- Born: 1 February 1944 Edinburgh, Scotland, UK
- Died: 3 August 2015 (aged 71) New York City
- Occupation: Editor, translator

= Carol Brown Janeway =

Scottish editor and literary translator into English (1944 – 2015)

Carol Janet Brown Janeway (1 February 1944 – 3 August 2015) was a Scottish-American editor and literary translator into English. She is best known for her translation of Bernhard Schlink's The Reader.

==Biography==
Carol Janet Brown was born in Edinburgh, Scotland. Her father Robin Brown was a chartered accountant, while her mother was a director of the Ranfurly Library, specialising in the translation of medieval French and German lyrics. She attended St George's School, Edinburgh and went on to study modern and medieval languages at Girton College, Cambridge. After graduating with a first-class degree, she worked at John Farquharson, a literary agency in London.

- - -

§ Task to complete
Continue the biography of Carol Brown Janeway, beginning right after its last sentence.

- - -

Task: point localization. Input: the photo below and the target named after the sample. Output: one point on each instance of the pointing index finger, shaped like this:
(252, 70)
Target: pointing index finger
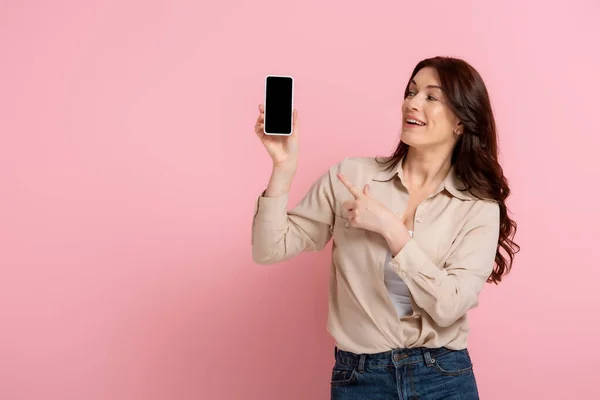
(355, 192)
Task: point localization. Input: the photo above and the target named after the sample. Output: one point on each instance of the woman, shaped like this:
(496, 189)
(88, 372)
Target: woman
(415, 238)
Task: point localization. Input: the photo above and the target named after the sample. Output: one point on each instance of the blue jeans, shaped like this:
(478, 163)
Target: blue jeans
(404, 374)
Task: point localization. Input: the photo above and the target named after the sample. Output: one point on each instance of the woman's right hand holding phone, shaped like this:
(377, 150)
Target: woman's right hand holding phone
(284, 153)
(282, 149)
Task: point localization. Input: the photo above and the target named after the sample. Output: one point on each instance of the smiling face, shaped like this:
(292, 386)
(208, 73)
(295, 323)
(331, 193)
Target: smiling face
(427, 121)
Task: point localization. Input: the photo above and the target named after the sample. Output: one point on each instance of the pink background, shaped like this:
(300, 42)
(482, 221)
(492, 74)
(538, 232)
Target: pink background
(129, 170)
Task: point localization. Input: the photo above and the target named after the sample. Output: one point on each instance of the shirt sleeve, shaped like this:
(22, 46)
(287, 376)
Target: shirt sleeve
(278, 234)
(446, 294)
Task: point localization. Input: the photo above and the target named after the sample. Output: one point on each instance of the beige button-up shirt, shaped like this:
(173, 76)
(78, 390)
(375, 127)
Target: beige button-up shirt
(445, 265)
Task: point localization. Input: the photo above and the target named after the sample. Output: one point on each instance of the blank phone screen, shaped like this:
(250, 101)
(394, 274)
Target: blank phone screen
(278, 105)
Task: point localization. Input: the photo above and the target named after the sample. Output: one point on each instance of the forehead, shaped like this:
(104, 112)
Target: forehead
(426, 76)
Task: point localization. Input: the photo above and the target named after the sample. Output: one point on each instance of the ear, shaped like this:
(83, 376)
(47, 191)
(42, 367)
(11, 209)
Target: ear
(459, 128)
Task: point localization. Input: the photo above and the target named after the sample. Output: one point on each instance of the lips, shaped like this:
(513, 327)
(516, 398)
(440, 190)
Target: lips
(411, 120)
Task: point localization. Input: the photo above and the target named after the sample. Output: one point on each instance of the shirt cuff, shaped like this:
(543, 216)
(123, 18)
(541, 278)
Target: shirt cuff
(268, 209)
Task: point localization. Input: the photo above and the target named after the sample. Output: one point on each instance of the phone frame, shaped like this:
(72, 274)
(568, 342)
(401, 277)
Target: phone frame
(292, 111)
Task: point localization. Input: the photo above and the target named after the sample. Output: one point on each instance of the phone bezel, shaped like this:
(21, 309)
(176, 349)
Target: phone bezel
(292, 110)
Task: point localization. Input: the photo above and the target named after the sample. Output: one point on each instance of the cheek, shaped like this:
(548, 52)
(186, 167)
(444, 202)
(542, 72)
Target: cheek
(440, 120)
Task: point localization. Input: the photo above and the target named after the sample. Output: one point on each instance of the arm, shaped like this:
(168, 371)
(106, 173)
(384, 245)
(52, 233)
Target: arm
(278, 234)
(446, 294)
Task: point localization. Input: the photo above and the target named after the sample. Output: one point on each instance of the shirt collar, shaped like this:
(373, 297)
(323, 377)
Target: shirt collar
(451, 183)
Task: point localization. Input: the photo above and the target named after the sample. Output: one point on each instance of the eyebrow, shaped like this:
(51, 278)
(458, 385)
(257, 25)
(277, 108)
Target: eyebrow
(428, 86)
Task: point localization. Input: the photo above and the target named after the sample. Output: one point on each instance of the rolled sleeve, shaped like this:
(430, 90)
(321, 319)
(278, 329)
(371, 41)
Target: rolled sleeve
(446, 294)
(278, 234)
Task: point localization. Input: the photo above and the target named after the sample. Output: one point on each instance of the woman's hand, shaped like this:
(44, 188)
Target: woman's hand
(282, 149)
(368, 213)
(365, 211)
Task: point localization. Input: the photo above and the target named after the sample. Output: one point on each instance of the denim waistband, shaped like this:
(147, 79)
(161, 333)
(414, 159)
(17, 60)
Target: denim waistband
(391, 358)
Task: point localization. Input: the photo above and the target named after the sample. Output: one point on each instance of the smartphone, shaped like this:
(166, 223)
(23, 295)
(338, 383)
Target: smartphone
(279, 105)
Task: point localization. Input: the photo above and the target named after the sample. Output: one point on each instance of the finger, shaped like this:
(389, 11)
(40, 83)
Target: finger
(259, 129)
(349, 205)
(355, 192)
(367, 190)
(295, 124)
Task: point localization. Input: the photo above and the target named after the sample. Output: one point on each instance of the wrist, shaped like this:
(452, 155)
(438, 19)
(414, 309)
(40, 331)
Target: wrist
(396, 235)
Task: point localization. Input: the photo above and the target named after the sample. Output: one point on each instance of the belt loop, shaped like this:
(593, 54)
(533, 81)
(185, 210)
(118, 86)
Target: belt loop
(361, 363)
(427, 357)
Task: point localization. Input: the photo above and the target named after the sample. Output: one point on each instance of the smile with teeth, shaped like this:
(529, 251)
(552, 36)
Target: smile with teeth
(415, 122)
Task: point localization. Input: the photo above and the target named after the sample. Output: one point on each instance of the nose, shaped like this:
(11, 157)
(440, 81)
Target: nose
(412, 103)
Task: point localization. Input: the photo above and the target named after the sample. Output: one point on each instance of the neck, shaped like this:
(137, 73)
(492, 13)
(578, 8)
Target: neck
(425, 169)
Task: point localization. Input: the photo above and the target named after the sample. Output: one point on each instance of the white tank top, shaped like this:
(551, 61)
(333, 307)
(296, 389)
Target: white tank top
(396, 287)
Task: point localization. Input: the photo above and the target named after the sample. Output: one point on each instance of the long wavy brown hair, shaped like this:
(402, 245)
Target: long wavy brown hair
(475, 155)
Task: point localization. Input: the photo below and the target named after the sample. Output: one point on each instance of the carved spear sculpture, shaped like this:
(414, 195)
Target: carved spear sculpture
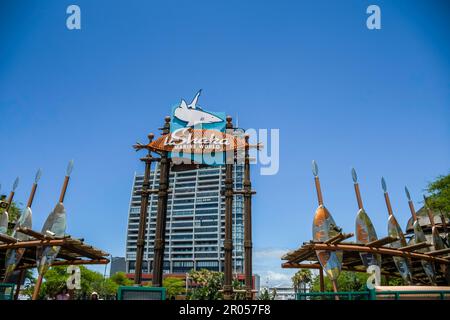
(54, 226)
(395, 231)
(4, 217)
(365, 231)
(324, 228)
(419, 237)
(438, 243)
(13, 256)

- - -

§ Answer below
In 1970 she moved to New York, where she joined the publisher Alfred A. Knopf. She became a senior editor, responsible for purchasing publishing rights from international publishers, and began her parallel career in literary translation, mainly from German.

Among the authors Janeway edited was George MacDonald Fraser. She also published Heinrich Böll, Imre Kertész, Thomas Mann, José Donoso, Ivan Klima, Yukio Mishima, Elsa Morante, Robert Musil and Patrick Süskind.

An early translation by Janeway was Das Boot by Lothar-Günther Buchheim. Her translations of The Reader by Bernhard Schlink and Embers by Sandor Marai were lauded.

==Personal life==
Her first marriage to William H. Janeway was dissolved. Later, she married Erwin Glikes, who died in 1994.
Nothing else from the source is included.